(Extracted records)
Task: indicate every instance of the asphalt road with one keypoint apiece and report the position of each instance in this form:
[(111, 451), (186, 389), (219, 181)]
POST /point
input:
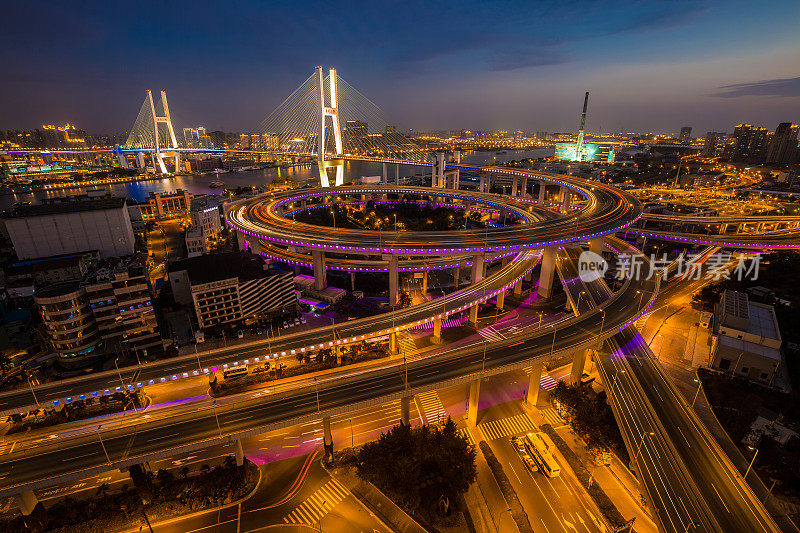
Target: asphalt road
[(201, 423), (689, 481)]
* * *
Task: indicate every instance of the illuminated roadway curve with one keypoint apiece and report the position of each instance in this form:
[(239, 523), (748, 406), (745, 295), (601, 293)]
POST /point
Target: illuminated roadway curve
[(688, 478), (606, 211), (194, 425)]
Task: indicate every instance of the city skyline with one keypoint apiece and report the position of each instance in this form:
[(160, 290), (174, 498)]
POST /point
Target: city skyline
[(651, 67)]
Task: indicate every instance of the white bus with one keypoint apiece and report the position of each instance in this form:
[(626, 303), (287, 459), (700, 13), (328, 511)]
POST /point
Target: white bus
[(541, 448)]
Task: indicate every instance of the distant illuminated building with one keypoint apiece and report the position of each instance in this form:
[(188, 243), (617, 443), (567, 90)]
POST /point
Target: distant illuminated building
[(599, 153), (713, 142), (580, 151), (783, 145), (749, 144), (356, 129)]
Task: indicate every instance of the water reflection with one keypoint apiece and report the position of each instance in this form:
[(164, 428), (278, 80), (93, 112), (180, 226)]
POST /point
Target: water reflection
--
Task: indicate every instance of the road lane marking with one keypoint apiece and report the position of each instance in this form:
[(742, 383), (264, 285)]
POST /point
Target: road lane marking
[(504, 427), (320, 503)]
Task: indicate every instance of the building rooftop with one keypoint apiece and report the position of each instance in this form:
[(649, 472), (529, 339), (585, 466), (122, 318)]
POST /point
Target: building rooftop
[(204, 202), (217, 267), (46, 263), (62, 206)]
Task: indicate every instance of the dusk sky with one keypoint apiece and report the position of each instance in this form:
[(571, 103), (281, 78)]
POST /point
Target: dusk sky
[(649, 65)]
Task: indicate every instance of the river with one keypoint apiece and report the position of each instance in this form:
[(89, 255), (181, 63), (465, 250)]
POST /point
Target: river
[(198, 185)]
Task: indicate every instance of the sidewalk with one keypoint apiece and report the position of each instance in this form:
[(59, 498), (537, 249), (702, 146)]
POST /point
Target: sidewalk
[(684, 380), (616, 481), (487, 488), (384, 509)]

Task to complete.
Convert the lines between the one holding "Task: indicate every instance of the river" and the one holding "[(684, 380), (616, 481), (487, 488), (384, 509)]", inclusive, into a numbered list, leaving out any blank lines.

Completed exercise.
1. Task: indicate every instance of the river with one keypoint apiece and report the position of each instance in this form:
2. [(89, 255), (181, 63), (465, 250)]
3. POST /point
4. Target: river
5. [(198, 185)]
6. Task: indicate every instance of the sidewalk with one keypoint apiece and report the position of each instance in this form:
7. [(59, 498), (537, 249), (702, 146)]
8. POST /point
9. Target: sidewalk
10. [(684, 380), (616, 481), (487, 488), (384, 509)]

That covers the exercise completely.